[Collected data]
********
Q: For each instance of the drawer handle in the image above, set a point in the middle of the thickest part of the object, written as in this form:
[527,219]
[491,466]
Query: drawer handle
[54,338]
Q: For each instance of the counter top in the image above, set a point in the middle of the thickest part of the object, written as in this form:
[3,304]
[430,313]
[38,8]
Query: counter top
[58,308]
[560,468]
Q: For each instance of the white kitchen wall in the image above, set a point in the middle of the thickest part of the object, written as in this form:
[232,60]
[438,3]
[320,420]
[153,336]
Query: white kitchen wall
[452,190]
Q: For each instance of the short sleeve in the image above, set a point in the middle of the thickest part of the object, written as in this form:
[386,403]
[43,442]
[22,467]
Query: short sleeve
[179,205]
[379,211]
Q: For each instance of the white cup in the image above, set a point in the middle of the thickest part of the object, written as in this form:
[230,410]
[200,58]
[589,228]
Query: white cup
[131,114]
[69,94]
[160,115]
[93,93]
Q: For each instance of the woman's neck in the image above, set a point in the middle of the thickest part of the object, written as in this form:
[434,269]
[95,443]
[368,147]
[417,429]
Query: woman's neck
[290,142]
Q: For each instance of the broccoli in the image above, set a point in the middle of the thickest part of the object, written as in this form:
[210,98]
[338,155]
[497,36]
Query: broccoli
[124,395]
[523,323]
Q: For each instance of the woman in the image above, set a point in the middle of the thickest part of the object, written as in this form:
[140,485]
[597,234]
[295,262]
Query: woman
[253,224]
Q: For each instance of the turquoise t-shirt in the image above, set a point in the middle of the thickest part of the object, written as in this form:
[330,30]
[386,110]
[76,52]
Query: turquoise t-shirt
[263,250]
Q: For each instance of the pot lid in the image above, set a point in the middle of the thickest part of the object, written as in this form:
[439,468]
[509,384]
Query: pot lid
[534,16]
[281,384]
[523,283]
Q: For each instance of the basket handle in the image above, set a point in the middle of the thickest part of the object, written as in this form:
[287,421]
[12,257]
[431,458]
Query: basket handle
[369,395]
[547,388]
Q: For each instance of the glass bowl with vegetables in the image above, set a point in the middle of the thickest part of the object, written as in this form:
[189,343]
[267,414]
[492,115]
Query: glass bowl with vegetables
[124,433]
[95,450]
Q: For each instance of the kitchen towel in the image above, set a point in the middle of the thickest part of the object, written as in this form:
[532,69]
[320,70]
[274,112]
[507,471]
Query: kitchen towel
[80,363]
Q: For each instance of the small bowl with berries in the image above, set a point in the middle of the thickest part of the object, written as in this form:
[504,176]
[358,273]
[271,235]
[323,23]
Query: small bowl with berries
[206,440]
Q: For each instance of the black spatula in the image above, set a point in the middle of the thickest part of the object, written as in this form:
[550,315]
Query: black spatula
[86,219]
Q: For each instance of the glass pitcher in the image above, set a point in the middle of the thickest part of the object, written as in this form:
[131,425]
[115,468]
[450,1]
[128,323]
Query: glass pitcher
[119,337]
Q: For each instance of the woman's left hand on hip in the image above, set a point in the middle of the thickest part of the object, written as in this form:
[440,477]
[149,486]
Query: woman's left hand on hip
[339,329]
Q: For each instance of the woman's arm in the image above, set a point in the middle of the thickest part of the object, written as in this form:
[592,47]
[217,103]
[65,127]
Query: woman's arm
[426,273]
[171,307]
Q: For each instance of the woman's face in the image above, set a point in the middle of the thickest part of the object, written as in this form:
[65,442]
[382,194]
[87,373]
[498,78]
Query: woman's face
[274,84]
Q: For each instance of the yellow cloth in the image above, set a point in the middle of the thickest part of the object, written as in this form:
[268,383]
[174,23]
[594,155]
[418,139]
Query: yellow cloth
********
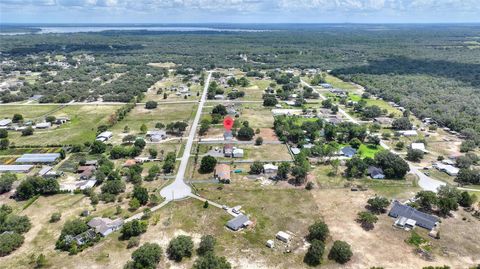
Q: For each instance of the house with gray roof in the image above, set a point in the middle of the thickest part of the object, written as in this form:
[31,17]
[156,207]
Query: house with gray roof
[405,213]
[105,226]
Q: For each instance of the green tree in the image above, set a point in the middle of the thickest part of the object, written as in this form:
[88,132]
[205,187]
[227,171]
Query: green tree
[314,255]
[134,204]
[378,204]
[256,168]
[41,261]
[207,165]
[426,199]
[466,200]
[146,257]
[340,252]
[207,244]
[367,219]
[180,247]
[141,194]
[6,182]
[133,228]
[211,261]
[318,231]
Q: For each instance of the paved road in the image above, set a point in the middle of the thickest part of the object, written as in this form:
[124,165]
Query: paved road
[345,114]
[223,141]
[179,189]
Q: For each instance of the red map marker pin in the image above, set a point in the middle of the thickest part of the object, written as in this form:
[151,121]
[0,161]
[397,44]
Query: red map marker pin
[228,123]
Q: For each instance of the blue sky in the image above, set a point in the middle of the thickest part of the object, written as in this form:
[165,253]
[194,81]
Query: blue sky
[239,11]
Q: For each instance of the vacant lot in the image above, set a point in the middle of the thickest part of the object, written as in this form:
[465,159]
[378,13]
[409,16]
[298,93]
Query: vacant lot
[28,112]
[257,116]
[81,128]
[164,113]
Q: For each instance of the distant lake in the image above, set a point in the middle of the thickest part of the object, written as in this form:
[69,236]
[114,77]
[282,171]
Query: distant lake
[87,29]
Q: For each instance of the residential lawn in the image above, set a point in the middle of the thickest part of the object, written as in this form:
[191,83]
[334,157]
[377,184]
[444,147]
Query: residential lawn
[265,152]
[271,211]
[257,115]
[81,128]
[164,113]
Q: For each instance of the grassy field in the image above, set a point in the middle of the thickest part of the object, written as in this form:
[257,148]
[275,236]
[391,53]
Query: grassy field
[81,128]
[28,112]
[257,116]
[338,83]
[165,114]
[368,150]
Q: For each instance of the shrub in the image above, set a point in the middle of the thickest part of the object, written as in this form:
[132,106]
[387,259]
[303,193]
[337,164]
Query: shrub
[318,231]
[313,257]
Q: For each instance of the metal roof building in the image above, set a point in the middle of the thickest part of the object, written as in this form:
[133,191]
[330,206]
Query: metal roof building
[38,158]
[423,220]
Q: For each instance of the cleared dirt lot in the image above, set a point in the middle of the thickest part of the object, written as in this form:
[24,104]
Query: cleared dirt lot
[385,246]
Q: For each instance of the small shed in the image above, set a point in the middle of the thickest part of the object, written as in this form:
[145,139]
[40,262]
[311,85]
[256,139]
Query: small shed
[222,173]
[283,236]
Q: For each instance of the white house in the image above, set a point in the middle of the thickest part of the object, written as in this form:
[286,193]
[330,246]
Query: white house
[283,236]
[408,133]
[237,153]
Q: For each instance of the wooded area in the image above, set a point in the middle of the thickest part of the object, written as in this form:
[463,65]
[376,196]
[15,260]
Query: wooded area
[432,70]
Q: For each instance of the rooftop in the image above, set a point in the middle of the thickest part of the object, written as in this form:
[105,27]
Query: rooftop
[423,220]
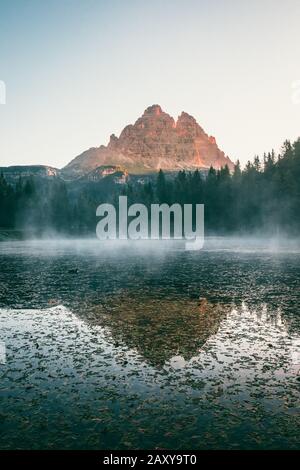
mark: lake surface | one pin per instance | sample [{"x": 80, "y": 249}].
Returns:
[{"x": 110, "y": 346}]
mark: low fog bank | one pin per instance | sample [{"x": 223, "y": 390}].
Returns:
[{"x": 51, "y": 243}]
********
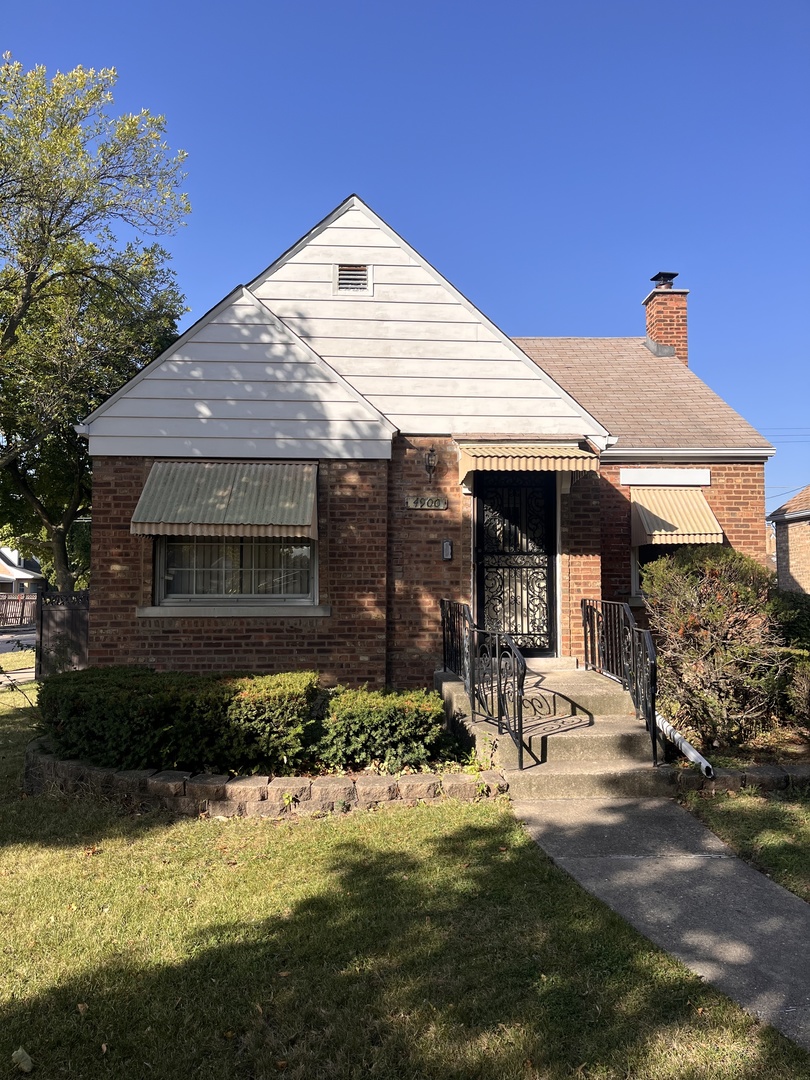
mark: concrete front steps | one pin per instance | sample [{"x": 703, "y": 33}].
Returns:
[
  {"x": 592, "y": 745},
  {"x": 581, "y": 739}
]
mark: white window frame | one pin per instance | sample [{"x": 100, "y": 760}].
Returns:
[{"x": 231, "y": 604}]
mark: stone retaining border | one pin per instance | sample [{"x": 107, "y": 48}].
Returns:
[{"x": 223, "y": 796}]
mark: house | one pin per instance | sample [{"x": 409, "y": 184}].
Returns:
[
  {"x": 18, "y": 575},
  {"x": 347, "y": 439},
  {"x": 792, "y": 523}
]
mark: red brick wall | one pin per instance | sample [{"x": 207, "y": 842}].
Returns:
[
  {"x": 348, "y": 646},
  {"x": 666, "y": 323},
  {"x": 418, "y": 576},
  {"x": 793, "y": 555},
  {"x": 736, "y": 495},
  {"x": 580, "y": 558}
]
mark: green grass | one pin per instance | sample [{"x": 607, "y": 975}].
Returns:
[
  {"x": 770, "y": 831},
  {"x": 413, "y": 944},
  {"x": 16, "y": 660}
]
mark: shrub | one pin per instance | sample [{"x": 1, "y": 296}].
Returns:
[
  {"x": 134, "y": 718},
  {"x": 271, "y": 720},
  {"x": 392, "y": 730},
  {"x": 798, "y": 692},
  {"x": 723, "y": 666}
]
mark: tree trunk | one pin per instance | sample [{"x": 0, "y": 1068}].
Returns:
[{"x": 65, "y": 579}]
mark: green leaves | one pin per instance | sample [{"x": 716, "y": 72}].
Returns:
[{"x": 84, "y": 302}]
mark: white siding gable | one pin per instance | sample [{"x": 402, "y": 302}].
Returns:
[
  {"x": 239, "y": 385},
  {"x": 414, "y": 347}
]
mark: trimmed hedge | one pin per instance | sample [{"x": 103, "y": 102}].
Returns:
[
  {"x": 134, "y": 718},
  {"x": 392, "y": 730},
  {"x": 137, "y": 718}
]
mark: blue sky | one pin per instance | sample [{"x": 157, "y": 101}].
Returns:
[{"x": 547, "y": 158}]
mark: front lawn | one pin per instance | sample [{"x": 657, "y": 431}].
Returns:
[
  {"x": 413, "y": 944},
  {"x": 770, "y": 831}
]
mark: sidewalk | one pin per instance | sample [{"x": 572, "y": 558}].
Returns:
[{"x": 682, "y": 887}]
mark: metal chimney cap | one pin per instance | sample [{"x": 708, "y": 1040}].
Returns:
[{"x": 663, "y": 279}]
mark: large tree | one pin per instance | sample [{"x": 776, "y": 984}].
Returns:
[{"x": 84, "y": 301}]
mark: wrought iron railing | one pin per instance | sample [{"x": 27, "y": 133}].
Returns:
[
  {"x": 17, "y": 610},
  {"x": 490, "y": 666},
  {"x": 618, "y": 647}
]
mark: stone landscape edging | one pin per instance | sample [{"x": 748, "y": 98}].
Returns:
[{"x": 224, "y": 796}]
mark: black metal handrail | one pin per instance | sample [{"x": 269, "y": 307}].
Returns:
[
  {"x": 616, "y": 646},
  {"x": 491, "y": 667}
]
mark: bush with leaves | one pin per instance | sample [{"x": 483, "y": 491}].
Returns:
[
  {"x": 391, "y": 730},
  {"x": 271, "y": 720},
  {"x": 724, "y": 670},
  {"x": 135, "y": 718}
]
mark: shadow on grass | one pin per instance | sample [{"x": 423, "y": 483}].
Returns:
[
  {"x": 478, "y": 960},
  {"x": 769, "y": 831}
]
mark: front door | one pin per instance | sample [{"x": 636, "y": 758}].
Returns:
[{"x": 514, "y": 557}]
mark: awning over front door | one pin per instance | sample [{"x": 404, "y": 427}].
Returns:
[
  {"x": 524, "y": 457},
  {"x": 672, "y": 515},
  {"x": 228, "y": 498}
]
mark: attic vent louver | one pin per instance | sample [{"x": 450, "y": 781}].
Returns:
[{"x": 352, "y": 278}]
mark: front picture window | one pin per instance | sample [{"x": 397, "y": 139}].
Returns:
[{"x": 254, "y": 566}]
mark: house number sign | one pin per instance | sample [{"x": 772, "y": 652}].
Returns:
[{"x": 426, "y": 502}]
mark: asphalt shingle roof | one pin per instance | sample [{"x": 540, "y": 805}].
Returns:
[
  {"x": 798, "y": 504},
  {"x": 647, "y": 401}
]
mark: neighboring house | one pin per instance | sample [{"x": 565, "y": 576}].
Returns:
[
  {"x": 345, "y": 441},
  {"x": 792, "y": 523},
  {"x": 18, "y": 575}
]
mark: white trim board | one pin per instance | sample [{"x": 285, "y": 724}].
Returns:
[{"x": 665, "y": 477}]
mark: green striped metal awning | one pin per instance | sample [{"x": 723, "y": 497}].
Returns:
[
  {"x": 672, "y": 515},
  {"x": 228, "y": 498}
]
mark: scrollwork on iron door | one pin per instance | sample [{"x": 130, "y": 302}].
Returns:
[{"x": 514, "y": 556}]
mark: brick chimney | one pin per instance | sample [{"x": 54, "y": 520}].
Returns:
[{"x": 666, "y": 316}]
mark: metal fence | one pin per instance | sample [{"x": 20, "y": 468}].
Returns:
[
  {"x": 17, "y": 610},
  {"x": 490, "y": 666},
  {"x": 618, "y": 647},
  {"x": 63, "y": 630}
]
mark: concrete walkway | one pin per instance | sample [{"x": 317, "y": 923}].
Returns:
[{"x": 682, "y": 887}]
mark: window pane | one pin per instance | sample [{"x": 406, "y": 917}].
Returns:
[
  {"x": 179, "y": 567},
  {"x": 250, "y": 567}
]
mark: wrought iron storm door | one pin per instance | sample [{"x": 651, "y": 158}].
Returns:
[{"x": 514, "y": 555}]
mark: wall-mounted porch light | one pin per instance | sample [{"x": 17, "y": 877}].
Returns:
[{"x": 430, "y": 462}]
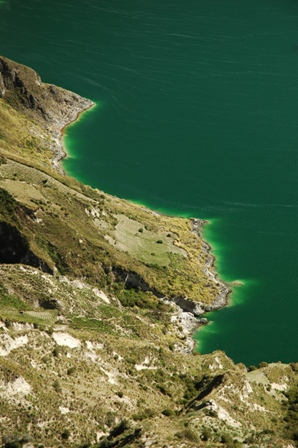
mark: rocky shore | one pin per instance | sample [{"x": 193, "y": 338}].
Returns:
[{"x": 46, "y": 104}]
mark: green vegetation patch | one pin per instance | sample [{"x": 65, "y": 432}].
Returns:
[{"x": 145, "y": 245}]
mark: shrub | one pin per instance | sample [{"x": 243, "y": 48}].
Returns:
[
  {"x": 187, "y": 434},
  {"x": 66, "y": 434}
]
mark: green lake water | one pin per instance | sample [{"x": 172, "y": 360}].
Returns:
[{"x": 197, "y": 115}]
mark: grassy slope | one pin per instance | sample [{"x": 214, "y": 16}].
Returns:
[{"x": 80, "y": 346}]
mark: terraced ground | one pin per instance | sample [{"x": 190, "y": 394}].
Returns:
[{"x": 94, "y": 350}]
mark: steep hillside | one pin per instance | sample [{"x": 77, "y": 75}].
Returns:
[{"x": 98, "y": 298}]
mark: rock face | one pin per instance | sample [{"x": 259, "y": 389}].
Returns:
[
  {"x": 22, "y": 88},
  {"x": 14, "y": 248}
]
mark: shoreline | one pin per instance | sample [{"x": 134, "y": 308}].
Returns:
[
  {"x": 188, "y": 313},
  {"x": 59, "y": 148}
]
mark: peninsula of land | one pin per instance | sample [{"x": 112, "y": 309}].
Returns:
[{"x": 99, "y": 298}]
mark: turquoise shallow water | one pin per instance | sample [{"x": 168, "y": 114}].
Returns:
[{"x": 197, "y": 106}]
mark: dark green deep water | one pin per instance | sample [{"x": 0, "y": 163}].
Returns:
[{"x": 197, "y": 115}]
********
Stated task
Select each line of the data above that contains the word "gray". Case counts.

Output for this task
Q: For each instance of the house with gray roof in the image above, set a point in the middle of the thickest part of the object, written as in this form:
Query: house with gray roof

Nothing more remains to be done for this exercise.